--- GIVEN DATA ---

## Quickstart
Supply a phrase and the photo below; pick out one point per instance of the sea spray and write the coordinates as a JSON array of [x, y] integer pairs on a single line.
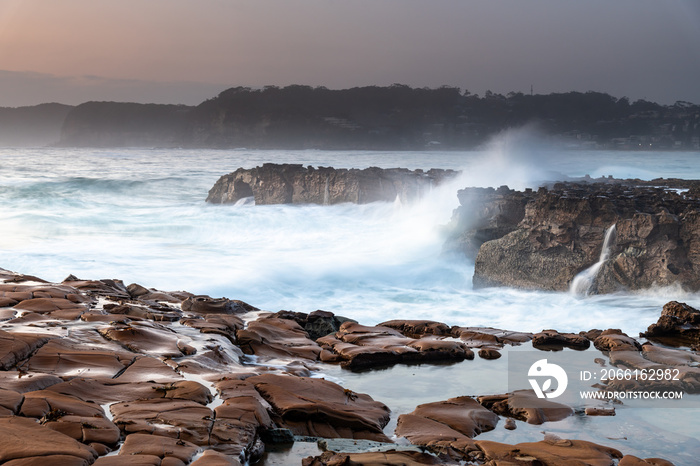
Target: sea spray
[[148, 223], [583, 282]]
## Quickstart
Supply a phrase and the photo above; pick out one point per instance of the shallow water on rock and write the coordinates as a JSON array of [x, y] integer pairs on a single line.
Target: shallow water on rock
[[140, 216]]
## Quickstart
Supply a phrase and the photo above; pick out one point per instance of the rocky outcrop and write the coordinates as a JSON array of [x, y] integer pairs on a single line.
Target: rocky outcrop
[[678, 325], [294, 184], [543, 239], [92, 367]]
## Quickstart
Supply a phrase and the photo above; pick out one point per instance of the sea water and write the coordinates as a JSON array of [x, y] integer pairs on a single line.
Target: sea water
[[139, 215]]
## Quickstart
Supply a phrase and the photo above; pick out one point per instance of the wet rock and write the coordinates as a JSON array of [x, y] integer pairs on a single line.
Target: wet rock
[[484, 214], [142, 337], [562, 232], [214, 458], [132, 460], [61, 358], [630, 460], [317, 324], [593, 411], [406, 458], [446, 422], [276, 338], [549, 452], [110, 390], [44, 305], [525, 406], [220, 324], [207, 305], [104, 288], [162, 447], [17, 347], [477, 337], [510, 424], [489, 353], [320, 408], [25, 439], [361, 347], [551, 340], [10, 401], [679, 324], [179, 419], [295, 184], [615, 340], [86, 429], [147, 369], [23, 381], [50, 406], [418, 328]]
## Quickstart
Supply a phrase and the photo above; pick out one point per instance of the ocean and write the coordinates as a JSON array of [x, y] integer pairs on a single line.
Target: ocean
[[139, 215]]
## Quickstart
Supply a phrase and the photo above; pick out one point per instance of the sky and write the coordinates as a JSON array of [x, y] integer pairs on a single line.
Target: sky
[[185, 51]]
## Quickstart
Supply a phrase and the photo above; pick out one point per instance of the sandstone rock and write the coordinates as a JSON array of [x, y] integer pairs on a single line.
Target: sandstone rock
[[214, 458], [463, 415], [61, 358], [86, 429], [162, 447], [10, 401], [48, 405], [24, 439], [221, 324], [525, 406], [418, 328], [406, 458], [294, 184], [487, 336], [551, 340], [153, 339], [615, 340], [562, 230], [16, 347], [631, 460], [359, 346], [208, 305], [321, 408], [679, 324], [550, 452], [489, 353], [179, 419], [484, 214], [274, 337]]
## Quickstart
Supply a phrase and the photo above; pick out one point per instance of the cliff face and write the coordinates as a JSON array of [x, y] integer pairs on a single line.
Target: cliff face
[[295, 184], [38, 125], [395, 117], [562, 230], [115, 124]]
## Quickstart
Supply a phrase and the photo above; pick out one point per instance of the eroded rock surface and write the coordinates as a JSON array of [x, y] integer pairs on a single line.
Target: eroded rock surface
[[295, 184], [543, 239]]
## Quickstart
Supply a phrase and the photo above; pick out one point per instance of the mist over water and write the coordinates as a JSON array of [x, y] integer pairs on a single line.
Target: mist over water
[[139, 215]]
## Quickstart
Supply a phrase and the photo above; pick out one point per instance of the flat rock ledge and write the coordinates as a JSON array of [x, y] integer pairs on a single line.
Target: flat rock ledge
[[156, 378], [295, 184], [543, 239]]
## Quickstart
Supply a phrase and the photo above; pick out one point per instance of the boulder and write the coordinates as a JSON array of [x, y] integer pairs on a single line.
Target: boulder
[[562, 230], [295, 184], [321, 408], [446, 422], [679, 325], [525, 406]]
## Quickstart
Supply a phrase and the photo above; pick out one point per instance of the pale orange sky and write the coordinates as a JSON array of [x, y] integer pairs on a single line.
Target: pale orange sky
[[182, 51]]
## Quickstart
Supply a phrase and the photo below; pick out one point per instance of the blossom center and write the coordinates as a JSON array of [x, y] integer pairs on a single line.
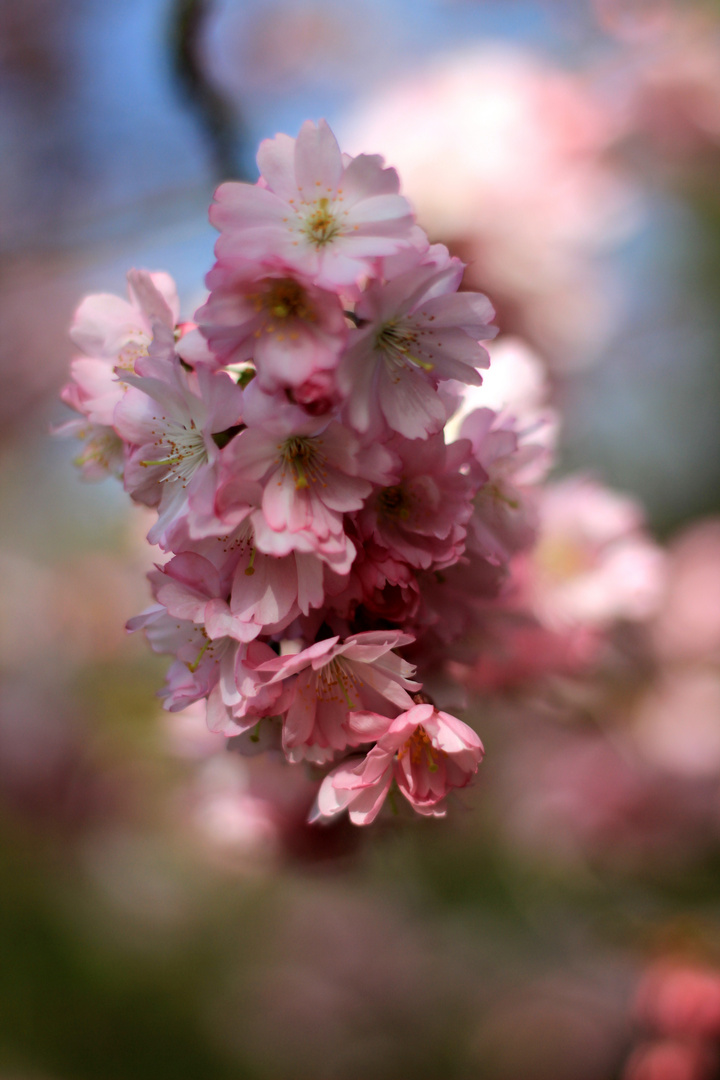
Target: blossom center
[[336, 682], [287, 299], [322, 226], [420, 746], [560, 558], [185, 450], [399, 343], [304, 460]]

---

Nothing but lines that contain "below" should appear in the answer. Copy each from the records.

Supply a phrase and the photo below; pick out one point per instance of the sea spray and write the coordinates as a JSON array of [x, y] integer pairs on a single line.
Supply a phrase and the photo below; pick out one point per instance of the blossom center and write the coordinates as a JSON array of [x, y] integer pairs on a single line.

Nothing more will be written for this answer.